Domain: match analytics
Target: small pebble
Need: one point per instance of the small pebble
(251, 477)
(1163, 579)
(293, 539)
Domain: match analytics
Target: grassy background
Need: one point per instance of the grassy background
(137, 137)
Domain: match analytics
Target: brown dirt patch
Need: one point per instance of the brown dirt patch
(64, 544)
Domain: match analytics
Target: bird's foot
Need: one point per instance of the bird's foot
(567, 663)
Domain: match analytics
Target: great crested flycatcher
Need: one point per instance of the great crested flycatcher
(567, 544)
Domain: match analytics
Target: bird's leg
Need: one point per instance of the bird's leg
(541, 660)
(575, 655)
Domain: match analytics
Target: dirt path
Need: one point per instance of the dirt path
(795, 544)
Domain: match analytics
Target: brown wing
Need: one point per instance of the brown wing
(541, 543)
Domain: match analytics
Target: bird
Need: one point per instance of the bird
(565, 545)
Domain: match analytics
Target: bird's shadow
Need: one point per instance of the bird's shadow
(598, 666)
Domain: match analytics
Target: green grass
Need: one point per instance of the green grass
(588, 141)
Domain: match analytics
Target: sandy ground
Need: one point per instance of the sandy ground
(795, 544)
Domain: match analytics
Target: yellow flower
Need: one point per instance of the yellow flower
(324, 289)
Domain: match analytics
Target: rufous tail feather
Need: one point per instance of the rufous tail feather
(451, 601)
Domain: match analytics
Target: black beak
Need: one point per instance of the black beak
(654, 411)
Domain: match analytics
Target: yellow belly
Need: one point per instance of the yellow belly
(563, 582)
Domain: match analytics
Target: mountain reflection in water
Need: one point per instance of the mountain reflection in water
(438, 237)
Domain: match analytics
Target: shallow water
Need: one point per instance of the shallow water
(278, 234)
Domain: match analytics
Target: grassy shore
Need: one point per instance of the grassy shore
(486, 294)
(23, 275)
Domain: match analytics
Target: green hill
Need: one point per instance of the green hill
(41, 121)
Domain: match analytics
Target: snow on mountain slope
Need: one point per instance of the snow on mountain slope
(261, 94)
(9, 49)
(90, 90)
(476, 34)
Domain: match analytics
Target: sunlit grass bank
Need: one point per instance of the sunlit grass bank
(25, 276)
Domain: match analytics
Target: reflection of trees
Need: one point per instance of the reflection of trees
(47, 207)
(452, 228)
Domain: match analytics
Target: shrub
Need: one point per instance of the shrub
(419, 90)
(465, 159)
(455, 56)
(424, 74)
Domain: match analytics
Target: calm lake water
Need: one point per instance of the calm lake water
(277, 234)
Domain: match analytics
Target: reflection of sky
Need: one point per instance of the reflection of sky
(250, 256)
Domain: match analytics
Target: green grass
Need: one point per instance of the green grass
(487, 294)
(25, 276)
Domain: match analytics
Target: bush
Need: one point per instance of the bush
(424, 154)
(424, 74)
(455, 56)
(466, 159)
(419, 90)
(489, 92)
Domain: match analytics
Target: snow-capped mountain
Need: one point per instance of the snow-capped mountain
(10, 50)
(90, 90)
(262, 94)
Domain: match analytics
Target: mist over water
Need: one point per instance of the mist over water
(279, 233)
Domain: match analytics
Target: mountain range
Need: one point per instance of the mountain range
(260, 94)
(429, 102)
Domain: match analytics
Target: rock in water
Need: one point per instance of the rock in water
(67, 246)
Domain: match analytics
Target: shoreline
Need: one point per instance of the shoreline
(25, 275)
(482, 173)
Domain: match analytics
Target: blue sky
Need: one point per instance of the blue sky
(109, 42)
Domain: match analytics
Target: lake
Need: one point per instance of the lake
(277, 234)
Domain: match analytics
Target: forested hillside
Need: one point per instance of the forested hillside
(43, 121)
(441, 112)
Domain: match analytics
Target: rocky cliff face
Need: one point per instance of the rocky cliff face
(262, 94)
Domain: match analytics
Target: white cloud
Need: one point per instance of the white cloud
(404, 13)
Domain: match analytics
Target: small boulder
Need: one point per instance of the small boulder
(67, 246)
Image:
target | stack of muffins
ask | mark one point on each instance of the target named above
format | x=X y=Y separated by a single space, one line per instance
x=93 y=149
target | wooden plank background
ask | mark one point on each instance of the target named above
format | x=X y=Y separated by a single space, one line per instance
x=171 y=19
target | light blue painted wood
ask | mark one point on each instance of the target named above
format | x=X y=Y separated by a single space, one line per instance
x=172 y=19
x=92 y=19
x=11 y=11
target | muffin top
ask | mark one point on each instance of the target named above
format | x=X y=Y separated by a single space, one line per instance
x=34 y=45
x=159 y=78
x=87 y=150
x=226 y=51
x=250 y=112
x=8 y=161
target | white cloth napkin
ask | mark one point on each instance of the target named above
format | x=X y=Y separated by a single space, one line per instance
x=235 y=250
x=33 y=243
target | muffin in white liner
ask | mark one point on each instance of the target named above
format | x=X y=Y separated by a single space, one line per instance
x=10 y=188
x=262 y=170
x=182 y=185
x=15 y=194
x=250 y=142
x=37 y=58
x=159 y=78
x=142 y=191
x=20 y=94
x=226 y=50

* * * *

● **Problem details**: Extract the full listing above without altering anything.

● **Answer area**:
Domain: match analytics
Target: small pebble
Need: one point per instance of the small pebble
(251, 477)
(1163, 579)
(293, 539)
Domain: match analytics
Target: grassy background
Need: one point per instance of the grassy background
(137, 137)
Domain: match analytics
Target: brown dirt patch
Need: one point per instance of the brown dirt patch
(64, 544)
Domain: match analytics
Target: bird's foot
Need: one point per instance of the bird's foot
(567, 663)
Domain: match analytics
Target: great crested flycatcher
Need: one point per instance of the great crested flycatcher
(567, 544)
Domain: match analytics
Target: bird's leg
Need: one point per instance of the bird's leg
(541, 660)
(575, 655)
Domain: match analytics
Target: dirt path
Need: one point per instance of the dirt path
(795, 544)
Domain: match analytics
Target: brown wing
Need: one point per instance of the brown wing
(541, 543)
Domain: match analytics
Target: bird
Need: one point per instance of the bird
(565, 545)
Domain: match analytics
Target: bird's shadow
Need: one point per instance of the bird's shadow
(598, 666)
Domain: match analytics
Target: green grass
Need: one point per instance of the green grass
(588, 141)
Domain: match analytics
Target: sandy ground
Need: one point per instance of the sandy ground
(795, 544)
Domain: match analytics
Target: yellow flower
Need: one point per instance of the yellow flower
(324, 289)
Domain: match analytics
Target: rufous tail feather
Need: one point per instance of the rufous tail feather
(451, 601)
Domain: match analytics
Target: black beak
Need: one point per instance of the black beak
(654, 411)
Domain: match analytics
Target: yellow belly
Need: one point per instance of the yellow belly
(563, 582)
Domain: match analytics
Target: mountain reflection in water
Need: one point per instance of the mountain reflection in water
(438, 237)
Domain: match analytics
Target: shallow water
Need: one point per instance of the shallow water
(278, 234)
Domain: match analytics
Target: grassy shore
Need: one point per instance of the grassy shore
(486, 294)
(23, 275)
Domain: match analytics
Target: green hill
Need: one point per instance of the green hill
(41, 121)
Domain: match analytics
Target: snow on mountain slope
Need: one point per instance of the snow on mountain slope
(261, 94)
(9, 49)
(90, 90)
(476, 34)
Domain: match analytics
Target: sunlit grass bank
Need: one point per instance of the sunlit grass bank
(25, 276)
Domain: match analytics
Target: reflection of trees
Need: one point per instance of the reflection of trees
(47, 207)
(452, 228)
Domain: match analytics
Target: shrub
Need: one point per instance of the shrub
(419, 90)
(465, 159)
(455, 56)
(424, 74)
Domain: match analytics
Target: calm lake water
Need: one point per instance of the calm lake water
(277, 234)
Domain: match analytics
Target: reflection of sky
Need: one point per instance of the reflection of sky
(250, 256)
Domain: match analytics
Target: green grass
Need: one point per instance of the green grass
(487, 294)
(25, 276)
Domain: match analytics
Target: bush
Need: one point per instance of the bush
(424, 154)
(424, 74)
(455, 56)
(466, 159)
(419, 90)
(489, 92)
Domain: match analytics
Target: snow-capped mountain
Need: one point per instance of the snow-capped mountain
(10, 50)
(90, 90)
(262, 94)
Domain: match analytics
Target: mist over water
Need: one point per instance of the mist over water
(279, 233)
Domain: match analytics
Target: mountain range
Need: one point per instance of the mountain range
(260, 94)
(429, 102)
Domain: match analytics
Target: rock in water
Need: one point per instance of the rock in water
(67, 246)
Domain: match analytics
Target: shoreline
Need: one point per instance of the shoreline
(25, 275)
(482, 173)
Domain: match analytics
Target: blue sky
Need: one point per instance of the blue sky
(109, 42)
Domain: match analytics
Target: lake
Need: one point per instance of the lake
(277, 234)
Domain: match analytics
Target: forested hillside
Need: one point per instance of the forested hillside
(43, 121)
(441, 112)
Domain: match analytics
Target: rocky cliff face
Need: one point per instance of the rocky cliff face
(262, 94)
Domain: match analytics
Target: white cloud
Need: one point per instance of the white cloud
(404, 13)
Domain: match analytics
Target: small boulder
Need: one point per instance of the small boulder
(67, 246)
Image:
target | stack of muffins
ask | mark one point on each instance of the target named above
format | x=X y=Y separated by a single space, one line per instance
x=93 y=149
target | wooden plank background
ask | mark one point on each instance of the target named above
format | x=X y=Y separated by a single space, one line per instance
x=171 y=19
target | light blue painted wood
ask | mark one point on each instance of the target named above
format | x=X y=Y separated by a single space, one line per instance
x=172 y=19
x=92 y=19
x=11 y=11
target | muffin top
ask | mark one point on each instance of the target named above
format | x=X y=Y separated by a single space, one line per instance
x=34 y=45
x=159 y=78
x=87 y=150
x=226 y=51
x=250 y=112
x=8 y=161
target | white cloth napkin
ask | mark one point on each instance of the target named above
format | x=X y=Y separated by a single space, one line per instance
x=235 y=250
x=33 y=243
target | muffin in white liner
ask | mark one point on each instance of the target named above
format | x=X y=Y separated by a single space, one line per instance
x=10 y=188
x=262 y=170
x=182 y=185
x=15 y=194
x=250 y=142
x=37 y=58
x=159 y=78
x=142 y=191
x=20 y=94
x=226 y=50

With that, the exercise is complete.